### WHAT YOU HAVE TO DO
Count the lines in the records below that contain the string "road" and give only that number.

— begin SOURCE RECORDS —

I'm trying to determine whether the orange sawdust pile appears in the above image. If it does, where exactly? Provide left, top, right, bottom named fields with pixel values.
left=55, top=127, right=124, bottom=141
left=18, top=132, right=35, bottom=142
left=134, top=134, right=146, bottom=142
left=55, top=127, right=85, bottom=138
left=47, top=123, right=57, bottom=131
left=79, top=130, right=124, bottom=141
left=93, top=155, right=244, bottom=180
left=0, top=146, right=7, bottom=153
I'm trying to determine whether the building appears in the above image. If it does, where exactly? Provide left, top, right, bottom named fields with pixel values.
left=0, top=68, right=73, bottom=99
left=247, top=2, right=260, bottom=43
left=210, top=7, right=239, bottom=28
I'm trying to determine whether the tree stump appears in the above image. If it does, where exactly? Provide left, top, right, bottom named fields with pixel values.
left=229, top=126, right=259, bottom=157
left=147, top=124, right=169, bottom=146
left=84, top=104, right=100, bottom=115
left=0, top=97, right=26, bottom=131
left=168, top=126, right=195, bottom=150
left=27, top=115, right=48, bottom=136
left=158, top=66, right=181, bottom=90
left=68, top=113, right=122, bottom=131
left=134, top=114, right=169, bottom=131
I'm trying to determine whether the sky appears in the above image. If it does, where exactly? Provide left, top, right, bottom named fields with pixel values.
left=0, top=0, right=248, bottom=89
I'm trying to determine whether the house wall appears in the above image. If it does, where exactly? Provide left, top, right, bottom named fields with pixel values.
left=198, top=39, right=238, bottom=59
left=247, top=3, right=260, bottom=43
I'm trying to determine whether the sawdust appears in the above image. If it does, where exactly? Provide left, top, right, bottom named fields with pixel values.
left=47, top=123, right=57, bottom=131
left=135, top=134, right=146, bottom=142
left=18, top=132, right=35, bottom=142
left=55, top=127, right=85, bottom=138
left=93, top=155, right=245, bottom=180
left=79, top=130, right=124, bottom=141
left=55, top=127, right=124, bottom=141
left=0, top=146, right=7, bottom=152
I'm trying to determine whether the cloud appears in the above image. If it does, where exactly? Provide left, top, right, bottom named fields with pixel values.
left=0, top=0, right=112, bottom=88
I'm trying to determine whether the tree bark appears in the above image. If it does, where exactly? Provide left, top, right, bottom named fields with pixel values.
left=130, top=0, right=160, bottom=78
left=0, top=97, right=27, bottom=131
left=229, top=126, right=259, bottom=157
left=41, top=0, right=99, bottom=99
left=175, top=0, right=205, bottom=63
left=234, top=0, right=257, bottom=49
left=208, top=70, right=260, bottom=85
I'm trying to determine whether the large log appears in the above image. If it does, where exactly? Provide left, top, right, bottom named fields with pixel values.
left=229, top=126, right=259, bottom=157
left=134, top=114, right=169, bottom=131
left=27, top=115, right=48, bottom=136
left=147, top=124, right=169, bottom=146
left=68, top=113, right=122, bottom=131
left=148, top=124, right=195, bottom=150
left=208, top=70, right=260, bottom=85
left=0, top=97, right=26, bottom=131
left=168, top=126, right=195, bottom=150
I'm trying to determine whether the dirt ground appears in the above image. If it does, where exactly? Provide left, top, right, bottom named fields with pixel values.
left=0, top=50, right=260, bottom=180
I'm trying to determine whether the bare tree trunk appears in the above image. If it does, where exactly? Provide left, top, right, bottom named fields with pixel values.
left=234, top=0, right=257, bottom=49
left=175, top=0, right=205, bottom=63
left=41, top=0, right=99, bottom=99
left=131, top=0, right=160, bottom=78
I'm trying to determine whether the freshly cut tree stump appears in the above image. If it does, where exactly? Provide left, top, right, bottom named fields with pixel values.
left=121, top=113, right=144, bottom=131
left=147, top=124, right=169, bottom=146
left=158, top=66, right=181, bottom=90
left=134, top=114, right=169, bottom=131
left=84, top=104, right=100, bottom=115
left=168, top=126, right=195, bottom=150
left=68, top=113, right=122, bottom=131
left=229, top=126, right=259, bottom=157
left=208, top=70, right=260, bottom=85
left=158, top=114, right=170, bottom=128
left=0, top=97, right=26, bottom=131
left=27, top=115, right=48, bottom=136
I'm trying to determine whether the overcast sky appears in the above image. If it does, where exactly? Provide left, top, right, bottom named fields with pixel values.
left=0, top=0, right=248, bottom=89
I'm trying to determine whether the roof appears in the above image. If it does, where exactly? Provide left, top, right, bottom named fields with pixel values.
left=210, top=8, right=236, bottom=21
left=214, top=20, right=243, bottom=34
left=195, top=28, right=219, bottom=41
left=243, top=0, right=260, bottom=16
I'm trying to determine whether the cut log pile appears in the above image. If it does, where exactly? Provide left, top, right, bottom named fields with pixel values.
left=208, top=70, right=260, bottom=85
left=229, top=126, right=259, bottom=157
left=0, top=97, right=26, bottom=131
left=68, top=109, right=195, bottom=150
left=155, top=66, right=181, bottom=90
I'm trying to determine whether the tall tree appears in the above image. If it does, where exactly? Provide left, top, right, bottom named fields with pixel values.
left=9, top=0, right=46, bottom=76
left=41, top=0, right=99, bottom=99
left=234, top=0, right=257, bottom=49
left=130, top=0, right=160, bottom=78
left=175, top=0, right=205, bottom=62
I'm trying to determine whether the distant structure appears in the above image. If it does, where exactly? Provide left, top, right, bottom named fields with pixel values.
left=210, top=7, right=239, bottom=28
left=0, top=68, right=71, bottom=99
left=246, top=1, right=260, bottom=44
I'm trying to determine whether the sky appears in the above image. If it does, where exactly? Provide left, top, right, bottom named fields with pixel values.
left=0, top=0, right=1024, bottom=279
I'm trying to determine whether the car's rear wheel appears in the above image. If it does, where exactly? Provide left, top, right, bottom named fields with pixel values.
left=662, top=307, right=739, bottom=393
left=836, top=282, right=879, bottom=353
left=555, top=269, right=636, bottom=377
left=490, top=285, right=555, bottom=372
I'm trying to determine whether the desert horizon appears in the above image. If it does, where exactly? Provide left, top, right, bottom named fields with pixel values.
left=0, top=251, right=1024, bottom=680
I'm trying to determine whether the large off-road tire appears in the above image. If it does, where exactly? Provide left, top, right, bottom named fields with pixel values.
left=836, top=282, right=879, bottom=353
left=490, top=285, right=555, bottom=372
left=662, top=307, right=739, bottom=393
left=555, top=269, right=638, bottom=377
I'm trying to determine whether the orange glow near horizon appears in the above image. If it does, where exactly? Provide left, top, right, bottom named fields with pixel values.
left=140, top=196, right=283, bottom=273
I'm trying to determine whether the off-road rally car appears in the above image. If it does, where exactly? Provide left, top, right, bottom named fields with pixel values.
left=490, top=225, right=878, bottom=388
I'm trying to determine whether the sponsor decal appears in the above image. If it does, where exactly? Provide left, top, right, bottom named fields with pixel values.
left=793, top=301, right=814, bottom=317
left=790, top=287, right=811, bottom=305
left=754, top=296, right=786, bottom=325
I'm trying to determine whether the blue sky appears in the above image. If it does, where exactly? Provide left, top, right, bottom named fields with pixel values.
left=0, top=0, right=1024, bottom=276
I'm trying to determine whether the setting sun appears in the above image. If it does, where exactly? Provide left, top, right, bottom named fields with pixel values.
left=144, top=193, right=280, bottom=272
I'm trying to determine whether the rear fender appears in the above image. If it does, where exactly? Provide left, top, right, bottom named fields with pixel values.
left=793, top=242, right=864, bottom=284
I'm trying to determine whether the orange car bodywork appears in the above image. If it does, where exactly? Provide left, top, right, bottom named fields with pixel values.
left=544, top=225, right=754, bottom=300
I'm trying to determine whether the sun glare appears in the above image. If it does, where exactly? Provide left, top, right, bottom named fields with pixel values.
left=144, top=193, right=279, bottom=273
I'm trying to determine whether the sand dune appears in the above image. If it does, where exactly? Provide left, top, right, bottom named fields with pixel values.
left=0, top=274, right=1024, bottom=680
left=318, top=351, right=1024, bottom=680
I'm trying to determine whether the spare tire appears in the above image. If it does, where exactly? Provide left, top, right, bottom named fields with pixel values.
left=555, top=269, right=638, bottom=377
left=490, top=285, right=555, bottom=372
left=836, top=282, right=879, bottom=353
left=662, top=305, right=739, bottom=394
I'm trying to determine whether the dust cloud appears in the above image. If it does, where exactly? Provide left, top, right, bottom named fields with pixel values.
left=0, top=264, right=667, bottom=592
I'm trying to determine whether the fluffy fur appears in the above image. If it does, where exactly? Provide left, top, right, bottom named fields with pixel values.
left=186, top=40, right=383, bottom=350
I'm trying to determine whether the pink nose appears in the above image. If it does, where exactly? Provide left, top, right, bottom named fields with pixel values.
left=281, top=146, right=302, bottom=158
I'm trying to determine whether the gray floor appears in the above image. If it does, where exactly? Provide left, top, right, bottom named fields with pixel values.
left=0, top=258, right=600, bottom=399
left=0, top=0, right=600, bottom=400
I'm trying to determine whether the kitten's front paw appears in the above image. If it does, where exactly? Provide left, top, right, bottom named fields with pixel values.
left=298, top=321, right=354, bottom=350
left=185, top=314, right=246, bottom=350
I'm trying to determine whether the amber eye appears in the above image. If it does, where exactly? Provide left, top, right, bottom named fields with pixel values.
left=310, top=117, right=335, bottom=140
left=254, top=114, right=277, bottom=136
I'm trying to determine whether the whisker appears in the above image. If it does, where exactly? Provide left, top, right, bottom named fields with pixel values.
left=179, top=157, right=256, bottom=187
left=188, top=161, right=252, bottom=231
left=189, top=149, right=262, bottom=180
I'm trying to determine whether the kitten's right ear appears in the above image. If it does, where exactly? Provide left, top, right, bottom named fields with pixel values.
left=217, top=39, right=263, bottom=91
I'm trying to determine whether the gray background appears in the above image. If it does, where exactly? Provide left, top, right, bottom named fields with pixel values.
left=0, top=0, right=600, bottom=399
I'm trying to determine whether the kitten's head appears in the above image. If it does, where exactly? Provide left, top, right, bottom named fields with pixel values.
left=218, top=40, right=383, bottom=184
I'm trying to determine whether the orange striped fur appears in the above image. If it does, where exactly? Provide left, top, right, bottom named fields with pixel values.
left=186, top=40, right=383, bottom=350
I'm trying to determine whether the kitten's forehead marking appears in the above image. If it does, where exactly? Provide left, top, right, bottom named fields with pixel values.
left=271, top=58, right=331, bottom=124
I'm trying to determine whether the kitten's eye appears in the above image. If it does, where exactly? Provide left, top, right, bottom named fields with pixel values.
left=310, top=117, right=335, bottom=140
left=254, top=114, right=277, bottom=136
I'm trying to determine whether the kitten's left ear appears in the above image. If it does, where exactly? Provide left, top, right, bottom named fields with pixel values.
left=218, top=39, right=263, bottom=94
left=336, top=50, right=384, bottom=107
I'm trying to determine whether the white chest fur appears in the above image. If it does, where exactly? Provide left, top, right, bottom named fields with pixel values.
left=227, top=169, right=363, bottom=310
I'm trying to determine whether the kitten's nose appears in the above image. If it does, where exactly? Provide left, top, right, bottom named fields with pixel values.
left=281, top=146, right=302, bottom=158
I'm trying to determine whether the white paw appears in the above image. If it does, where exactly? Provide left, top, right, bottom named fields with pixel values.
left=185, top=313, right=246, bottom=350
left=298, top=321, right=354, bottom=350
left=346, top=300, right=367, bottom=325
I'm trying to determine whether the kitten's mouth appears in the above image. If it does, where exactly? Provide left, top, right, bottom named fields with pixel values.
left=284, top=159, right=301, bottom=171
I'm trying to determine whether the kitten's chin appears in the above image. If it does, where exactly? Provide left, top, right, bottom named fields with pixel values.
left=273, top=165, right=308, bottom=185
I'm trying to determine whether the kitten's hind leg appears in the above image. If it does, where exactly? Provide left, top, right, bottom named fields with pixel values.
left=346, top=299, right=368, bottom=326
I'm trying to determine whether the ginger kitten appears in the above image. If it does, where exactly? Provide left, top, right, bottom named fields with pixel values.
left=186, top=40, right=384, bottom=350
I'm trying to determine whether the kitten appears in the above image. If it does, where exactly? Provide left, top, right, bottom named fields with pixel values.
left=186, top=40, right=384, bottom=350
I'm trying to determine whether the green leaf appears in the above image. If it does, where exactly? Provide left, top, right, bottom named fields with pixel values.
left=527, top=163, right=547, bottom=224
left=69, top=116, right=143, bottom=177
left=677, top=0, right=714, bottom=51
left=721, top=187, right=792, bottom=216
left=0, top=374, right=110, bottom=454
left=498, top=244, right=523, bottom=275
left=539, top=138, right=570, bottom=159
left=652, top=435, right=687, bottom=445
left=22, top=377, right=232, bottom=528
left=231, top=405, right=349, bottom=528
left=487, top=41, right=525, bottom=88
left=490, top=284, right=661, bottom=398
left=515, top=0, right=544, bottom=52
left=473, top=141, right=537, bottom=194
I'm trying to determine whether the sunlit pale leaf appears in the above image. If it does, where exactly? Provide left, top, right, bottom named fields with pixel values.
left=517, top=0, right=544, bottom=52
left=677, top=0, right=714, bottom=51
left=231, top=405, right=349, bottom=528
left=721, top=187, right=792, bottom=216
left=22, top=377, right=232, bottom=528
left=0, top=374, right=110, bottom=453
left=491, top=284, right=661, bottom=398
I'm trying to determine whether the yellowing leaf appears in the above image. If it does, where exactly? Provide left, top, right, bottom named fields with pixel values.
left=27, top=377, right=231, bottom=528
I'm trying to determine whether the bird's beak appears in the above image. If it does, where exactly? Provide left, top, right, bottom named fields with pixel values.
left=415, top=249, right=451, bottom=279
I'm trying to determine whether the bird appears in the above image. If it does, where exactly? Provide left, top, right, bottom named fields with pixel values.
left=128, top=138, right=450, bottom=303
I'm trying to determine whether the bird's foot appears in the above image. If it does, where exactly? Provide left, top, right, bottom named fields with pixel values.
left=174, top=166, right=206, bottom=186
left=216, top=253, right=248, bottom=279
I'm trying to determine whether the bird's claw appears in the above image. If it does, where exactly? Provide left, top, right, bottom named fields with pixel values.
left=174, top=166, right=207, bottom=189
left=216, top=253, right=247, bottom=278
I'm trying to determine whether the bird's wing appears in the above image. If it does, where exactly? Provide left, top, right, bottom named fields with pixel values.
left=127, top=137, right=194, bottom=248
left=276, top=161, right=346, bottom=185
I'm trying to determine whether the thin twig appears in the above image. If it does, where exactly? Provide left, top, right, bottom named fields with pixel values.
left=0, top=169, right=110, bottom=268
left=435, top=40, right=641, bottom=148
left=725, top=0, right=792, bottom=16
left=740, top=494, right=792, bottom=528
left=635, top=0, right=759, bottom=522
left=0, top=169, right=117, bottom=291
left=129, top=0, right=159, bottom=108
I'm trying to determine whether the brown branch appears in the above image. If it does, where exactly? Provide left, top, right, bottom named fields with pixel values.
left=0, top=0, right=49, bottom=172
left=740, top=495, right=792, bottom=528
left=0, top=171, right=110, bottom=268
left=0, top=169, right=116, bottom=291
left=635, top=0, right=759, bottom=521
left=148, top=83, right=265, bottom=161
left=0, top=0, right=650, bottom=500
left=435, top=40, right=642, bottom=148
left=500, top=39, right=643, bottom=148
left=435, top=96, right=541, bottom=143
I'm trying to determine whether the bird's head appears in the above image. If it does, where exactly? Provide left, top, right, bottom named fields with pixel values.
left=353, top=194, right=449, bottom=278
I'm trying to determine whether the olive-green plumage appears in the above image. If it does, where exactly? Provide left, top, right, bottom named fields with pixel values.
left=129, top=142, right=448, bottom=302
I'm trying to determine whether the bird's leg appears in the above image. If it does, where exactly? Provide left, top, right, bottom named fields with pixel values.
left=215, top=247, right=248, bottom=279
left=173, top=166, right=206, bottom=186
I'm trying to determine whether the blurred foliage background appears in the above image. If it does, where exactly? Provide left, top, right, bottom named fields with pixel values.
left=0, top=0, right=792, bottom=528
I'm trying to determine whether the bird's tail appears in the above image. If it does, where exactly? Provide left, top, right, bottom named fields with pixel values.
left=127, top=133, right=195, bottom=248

— end SOURCE RECORDS —

### EXPECTED ANSWER
2